» **Work order**: From the first line to the last, print the data exactly as it appears.

» **Information provided**:
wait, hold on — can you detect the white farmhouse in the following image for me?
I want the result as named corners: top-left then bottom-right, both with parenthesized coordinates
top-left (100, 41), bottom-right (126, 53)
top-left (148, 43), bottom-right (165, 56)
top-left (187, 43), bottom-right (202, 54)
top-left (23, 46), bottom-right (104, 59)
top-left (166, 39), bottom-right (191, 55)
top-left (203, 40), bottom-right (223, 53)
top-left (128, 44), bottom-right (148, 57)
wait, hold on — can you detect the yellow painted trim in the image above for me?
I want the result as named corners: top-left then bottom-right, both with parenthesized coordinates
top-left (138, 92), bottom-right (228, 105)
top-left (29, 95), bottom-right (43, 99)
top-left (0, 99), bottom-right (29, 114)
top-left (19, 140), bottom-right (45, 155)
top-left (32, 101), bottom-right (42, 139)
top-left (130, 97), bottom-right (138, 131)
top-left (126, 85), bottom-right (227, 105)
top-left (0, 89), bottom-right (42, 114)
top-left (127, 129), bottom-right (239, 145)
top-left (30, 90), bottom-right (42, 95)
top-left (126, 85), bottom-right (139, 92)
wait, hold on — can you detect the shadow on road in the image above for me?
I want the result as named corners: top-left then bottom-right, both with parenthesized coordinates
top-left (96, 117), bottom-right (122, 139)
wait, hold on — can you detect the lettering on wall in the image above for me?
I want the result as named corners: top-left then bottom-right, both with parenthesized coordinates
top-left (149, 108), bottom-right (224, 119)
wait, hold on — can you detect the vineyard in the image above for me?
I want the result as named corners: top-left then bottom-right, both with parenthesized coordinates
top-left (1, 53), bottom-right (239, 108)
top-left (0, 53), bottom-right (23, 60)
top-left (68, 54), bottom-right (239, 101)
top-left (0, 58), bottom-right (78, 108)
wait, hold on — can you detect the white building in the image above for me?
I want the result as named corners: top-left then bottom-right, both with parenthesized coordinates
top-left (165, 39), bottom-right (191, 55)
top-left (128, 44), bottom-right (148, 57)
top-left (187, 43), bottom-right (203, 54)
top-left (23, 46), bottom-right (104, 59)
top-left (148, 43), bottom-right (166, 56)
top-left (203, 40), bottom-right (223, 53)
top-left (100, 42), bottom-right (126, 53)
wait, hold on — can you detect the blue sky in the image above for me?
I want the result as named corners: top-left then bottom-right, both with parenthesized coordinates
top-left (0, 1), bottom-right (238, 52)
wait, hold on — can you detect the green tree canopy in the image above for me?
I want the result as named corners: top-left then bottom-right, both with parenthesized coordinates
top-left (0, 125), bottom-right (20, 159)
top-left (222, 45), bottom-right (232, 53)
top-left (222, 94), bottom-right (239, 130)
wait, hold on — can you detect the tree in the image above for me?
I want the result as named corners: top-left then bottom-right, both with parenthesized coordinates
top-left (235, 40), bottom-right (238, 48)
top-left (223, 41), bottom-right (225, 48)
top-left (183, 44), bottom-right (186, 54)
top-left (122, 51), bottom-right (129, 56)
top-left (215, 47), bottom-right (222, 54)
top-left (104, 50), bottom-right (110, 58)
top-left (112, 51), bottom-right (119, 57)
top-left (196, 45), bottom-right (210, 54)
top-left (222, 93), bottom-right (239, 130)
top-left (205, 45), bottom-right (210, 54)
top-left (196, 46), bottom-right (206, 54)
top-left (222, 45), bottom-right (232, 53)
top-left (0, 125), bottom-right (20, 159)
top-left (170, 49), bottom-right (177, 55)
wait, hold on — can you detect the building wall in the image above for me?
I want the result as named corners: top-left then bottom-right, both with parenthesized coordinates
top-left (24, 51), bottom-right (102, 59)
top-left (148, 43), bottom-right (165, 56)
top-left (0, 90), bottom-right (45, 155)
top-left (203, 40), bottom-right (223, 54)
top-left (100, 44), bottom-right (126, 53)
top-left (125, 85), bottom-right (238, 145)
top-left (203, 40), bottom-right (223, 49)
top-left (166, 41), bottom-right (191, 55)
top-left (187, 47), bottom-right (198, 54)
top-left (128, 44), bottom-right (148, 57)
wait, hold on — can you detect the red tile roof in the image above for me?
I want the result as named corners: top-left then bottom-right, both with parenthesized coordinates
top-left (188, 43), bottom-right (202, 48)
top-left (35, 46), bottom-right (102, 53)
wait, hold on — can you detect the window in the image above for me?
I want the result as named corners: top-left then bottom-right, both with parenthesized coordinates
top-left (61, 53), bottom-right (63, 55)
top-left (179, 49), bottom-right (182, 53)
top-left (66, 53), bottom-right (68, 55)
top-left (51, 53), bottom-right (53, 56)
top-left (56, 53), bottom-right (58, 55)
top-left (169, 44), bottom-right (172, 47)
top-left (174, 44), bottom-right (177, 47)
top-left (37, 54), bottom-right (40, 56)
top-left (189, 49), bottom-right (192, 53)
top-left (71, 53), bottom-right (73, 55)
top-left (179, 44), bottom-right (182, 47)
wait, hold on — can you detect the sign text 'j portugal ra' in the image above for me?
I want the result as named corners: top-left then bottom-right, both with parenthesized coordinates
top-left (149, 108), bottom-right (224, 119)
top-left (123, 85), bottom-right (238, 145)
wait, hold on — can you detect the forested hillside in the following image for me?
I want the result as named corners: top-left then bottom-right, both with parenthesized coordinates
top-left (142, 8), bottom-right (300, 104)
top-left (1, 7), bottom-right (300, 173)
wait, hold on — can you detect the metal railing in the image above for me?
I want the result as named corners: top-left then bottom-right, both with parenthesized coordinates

» **Solution to this task**:
wait, hold on — can you detect the white farmhouse in the following image for me?
I want the result as named corners: top-left then bottom-right, both with parenthesized coordinates
top-left (100, 41), bottom-right (126, 53)
top-left (148, 43), bottom-right (165, 56)
top-left (187, 43), bottom-right (202, 54)
top-left (23, 46), bottom-right (104, 59)
top-left (166, 39), bottom-right (191, 55)
top-left (203, 40), bottom-right (223, 53)
top-left (128, 44), bottom-right (148, 57)
wait, hold on — can you detect the yellow painted trim in the image above for me?
I want the result as named corners: top-left then bottom-right, both with parenthesized coordinates
top-left (138, 92), bottom-right (228, 105)
top-left (29, 95), bottom-right (43, 99)
top-left (0, 99), bottom-right (29, 114)
top-left (19, 140), bottom-right (45, 155)
top-left (32, 101), bottom-right (42, 139)
top-left (130, 97), bottom-right (138, 131)
top-left (126, 85), bottom-right (227, 105)
top-left (0, 89), bottom-right (42, 114)
top-left (127, 129), bottom-right (239, 145)
top-left (30, 90), bottom-right (42, 95)
top-left (126, 85), bottom-right (139, 92)
wait, hold on — can you detect the shadow on road in the image above for me?
I want the result as named corners: top-left then bottom-right, both with parenthesized coordinates
top-left (96, 117), bottom-right (122, 139)
wait, hold on — can you detect the lettering on wall in the image above for me?
I want the result as named corners: top-left then bottom-right, both with parenthesized coordinates
top-left (149, 108), bottom-right (224, 119)
wait, hold on — can you detect the vineyard in the image above for me?
I want the result as named corners: top-left then bottom-right, both with parenthesized coordinates
top-left (1, 53), bottom-right (239, 108)
top-left (0, 53), bottom-right (23, 60)
top-left (68, 54), bottom-right (239, 101)
top-left (0, 58), bottom-right (78, 108)
wait, hold on — can you detect the white building in the image above for me?
I want the result as named corners: top-left then bottom-right, both with parenthesized coordinates
top-left (165, 39), bottom-right (191, 55)
top-left (128, 44), bottom-right (148, 57)
top-left (187, 43), bottom-right (203, 54)
top-left (23, 46), bottom-right (104, 59)
top-left (148, 43), bottom-right (166, 56)
top-left (203, 40), bottom-right (223, 53)
top-left (100, 42), bottom-right (126, 53)
wait, hold on — can you detect the blue sky in the image above for me?
I want the result as named corners: top-left then bottom-right, both with parenthesized coordinates
top-left (0, 1), bottom-right (238, 52)
wait, hold on — can you detect the green tree canopy in the image above for me?
I want the result as named corners: top-left then bottom-right, both with parenthesized coordinates
top-left (0, 125), bottom-right (20, 159)
top-left (222, 45), bottom-right (232, 53)
top-left (222, 94), bottom-right (239, 130)
wait, hold on — can you detect the tree in the image above for me?
I want the result as named corners: top-left then bottom-right, both with parenthesized coordinates
top-left (235, 40), bottom-right (238, 48)
top-left (223, 41), bottom-right (225, 48)
top-left (183, 44), bottom-right (186, 54)
top-left (122, 51), bottom-right (129, 56)
top-left (215, 47), bottom-right (222, 54)
top-left (104, 50), bottom-right (110, 58)
top-left (112, 51), bottom-right (119, 57)
top-left (196, 45), bottom-right (210, 54)
top-left (222, 93), bottom-right (239, 130)
top-left (205, 45), bottom-right (210, 54)
top-left (196, 46), bottom-right (206, 54)
top-left (222, 45), bottom-right (232, 53)
top-left (0, 125), bottom-right (20, 159)
top-left (170, 49), bottom-right (177, 55)
wait, hold on — can you detect the building wall in the image above for me?
I want the result as named corners: top-left then bottom-right, both with parenthesized coordinates
top-left (24, 51), bottom-right (102, 59)
top-left (148, 43), bottom-right (165, 56)
top-left (0, 90), bottom-right (45, 155)
top-left (203, 40), bottom-right (223, 54)
top-left (100, 44), bottom-right (126, 53)
top-left (125, 85), bottom-right (238, 145)
top-left (203, 40), bottom-right (223, 49)
top-left (166, 41), bottom-right (191, 55)
top-left (187, 47), bottom-right (198, 54)
top-left (128, 44), bottom-right (148, 57)
wait, hold on — can you detect the red tile roof in the image above for me?
I want the result as named corners: top-left then bottom-right, both with parenthesized coordinates
top-left (188, 43), bottom-right (202, 48)
top-left (35, 46), bottom-right (102, 53)
wait, hold on — can you detect the window in the image above for me?
I want the result as named corners: top-left then bottom-right, both with parenthesized coordinates
top-left (61, 53), bottom-right (63, 55)
top-left (179, 49), bottom-right (182, 53)
top-left (66, 53), bottom-right (68, 55)
top-left (51, 53), bottom-right (53, 56)
top-left (56, 53), bottom-right (58, 55)
top-left (169, 44), bottom-right (172, 47)
top-left (174, 44), bottom-right (177, 47)
top-left (37, 54), bottom-right (40, 56)
top-left (189, 49), bottom-right (192, 53)
top-left (71, 53), bottom-right (73, 55)
top-left (179, 44), bottom-right (182, 47)
wait, hold on — can you detect the sign text 'j portugal ra' in the image above for me?
I want the result as named corners: top-left then bottom-right, both with parenthesized coordinates
top-left (149, 108), bottom-right (224, 119)
top-left (123, 85), bottom-right (238, 145)
wait, hold on — can you detect the forested hillside in the following image for me?
I want the result as named corners: top-left then bottom-right, both with parenthesized coordinates
top-left (142, 8), bottom-right (300, 104)
top-left (1, 7), bottom-right (300, 173)
wait, hold on — can you detect the metal railing in the image above for me?
I want the result as named corners: top-left then bottom-right, both with parenthesized coordinates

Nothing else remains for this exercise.